[Point localization data]

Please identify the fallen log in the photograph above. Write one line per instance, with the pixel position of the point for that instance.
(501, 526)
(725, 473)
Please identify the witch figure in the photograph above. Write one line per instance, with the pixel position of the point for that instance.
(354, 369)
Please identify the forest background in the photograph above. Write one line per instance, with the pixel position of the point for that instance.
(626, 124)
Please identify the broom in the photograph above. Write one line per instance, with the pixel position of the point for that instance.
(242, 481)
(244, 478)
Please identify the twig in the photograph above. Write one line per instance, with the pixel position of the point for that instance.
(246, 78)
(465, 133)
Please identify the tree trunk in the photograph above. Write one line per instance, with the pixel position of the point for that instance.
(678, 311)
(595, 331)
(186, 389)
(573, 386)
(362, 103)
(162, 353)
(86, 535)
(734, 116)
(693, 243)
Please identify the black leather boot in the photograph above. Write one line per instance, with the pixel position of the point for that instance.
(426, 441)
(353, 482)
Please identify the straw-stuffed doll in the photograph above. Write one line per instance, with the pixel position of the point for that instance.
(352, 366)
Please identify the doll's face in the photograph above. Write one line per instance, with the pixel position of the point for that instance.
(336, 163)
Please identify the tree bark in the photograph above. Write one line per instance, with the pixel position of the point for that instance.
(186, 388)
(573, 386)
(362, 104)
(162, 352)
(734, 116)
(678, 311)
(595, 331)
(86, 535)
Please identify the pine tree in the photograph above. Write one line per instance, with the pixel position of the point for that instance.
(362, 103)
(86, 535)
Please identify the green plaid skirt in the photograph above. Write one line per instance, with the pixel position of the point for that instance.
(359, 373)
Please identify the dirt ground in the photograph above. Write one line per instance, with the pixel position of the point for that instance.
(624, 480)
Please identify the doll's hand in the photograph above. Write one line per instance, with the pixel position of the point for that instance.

### Work to be completed
Every line of the data above should be reproduced word for word.

### Solution to the problem
Please identify the fallen log in the photograph above. Write one line per instance, with the pixel position of the point for that instance.
(501, 526)
(725, 473)
Please identify the witch figure in the photograph above. Write one line per instance, with the pixel position of the point for that instance.
(354, 369)
Please identify the forest background in the photograph above. Write one line per instance, with the pixel position of the point for that instance.
(626, 124)
Please identify the broom in the photograph above. Write one line per instance, with the pixel position of the point for that instance.
(242, 481)
(244, 478)
Please identify the twig in the photograph above. Write one line per instance, with the pixel position of the point for that instance.
(246, 78)
(465, 133)
Please identify the tree trunk in the photograph above. Write one line per instance, with the pixel position of the point for that instance.
(678, 311)
(595, 331)
(186, 389)
(573, 386)
(362, 103)
(162, 353)
(86, 535)
(734, 116)
(693, 243)
Please identify the black leather boot in the photograph above. Write one line per instance, with the pixel position of the point for that instance.
(426, 441)
(353, 482)
Please identify the straw-stuffed doll in the photograph above. Write one line per instance, with the pixel position of the point for that instance.
(352, 366)
Please identify the doll's face in the photograph above. Write one line per instance, with the pixel position of the point for that instance.
(336, 163)
Please identify the tree bark in the photograph above. Write one line per instance, with the pixel position of the point for that instance.
(186, 388)
(573, 386)
(362, 104)
(162, 352)
(734, 116)
(678, 311)
(595, 331)
(86, 535)
Please identify the pine tree in the photograph above. Write one line per instance, with the pixel position of the point for that instance.
(362, 103)
(86, 535)
Please identify the green plaid skirt in the photograph above. Write one line per instance, with the pixel position of the point for that instance.
(359, 373)
Please identify the dirt ground in the photograph above. Write one line per instance, with the pixel position of the point for that instance.
(624, 480)
Please identify the doll's hand in the photograph above. Write one line per instance, with the pixel position of the point for that instance.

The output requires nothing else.